Scale the data between the lines holding "Locate every green leaf" and "279;248;296;267", inclusive, and write out only those lines again, requests included. Multiply every answer box coordinate by 1.7 and round it to a whole number, with halves rounded up, but leave the requests and their sample boxes unchanged.

"""

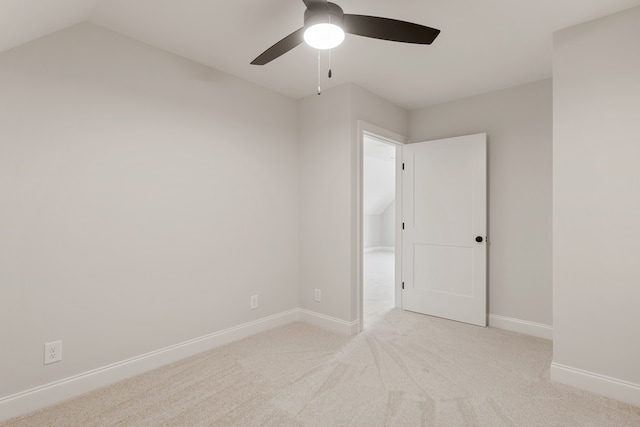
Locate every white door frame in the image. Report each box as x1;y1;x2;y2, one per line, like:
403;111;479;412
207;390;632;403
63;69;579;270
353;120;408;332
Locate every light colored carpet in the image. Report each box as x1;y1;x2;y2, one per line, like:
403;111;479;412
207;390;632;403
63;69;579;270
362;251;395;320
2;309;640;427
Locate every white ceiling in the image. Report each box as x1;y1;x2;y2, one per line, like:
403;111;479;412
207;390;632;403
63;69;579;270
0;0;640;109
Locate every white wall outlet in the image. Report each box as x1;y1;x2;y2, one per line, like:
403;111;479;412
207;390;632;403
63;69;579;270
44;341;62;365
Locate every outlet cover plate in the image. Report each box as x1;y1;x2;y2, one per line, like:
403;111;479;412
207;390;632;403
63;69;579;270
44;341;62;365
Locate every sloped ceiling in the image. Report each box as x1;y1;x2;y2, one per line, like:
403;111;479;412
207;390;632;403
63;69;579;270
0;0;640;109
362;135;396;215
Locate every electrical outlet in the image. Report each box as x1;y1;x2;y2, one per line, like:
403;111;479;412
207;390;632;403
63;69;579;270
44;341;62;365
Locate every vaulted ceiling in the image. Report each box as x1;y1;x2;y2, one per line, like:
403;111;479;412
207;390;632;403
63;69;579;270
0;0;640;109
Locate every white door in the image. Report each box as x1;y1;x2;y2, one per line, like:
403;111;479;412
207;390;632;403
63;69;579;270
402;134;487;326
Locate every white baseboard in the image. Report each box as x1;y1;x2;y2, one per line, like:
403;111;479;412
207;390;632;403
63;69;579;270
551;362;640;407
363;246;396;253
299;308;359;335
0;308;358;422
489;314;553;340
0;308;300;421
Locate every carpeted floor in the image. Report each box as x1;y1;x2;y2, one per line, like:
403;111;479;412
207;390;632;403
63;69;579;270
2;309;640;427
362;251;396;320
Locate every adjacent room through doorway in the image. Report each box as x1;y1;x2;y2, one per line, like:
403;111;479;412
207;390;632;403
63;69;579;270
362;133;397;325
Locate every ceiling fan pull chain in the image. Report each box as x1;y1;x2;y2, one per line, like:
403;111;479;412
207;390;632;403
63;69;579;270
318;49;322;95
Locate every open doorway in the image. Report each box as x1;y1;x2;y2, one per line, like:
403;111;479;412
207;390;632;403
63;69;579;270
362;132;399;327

"""
"""

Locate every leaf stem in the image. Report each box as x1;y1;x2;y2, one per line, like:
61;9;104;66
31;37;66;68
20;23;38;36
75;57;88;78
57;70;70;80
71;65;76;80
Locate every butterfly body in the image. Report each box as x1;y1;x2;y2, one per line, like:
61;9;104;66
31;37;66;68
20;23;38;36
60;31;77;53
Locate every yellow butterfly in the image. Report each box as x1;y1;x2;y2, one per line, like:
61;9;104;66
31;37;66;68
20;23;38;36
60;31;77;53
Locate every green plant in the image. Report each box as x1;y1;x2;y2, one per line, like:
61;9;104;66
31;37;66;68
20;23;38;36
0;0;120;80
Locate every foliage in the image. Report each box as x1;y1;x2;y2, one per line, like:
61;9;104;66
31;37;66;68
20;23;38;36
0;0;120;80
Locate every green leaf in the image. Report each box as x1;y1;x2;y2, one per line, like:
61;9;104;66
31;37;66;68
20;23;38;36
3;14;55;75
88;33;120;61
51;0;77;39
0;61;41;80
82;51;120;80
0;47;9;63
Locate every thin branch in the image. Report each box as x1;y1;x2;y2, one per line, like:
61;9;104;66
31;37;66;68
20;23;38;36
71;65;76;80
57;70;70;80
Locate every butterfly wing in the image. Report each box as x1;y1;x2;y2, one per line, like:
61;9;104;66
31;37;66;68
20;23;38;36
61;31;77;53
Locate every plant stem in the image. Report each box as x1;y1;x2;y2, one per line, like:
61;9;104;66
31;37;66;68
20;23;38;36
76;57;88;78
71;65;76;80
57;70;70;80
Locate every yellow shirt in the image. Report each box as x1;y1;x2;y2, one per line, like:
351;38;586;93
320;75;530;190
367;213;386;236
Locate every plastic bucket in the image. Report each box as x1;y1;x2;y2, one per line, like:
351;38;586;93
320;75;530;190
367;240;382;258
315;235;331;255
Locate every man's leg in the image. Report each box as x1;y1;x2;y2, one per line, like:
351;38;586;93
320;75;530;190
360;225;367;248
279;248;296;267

"""
"""

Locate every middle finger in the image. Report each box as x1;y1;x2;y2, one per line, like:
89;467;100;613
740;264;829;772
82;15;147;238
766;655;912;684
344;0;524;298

"""

**TASK OUTPUT:**
Locate every green leaf in the image. Report each box as x1;y1;x2;y2, one per line, like:
61;9;104;66
31;37;66;68
20;23;38;36
5;24;94;128
150;56;204;104
87;0;131;66
0;104;70;136
139;87;204;136
0;80;15;107
Locate every thin branch in the image. Report each box as x1;y1;x2;y2, one per line, like:
61;9;104;66
31;37;66;68
20;23;38;36
121;111;129;136
97;119;119;136
Locate every butterfly wing in the image. Report each box as x1;y1;x2;y2, one per line, like:
61;9;104;66
31;37;66;68
20;23;38;36
104;53;131;90
Locate every plant stem in the image. Report each box as x1;y1;x2;y2, one per line, like:
61;9;104;66
31;37;66;68
20;23;38;36
129;97;150;133
121;111;129;136
97;119;119;136
Locate every yellow shirt in the image. Report each box as x1;y1;x2;y2, one per line, like:
351;38;586;93
320;75;530;190
624;362;656;401
Locate every plastic bucket in the image. Report each box as x1;y1;x2;y2, one per line, like:
351;38;586;93
320;75;530;190
624;408;649;439
536;400;563;434
Locate every man's leg in the image. Report each box as x1;y1;x2;y2, one per line, like:
351;38;586;93
320;75;530;190
612;383;624;422
474;422;503;454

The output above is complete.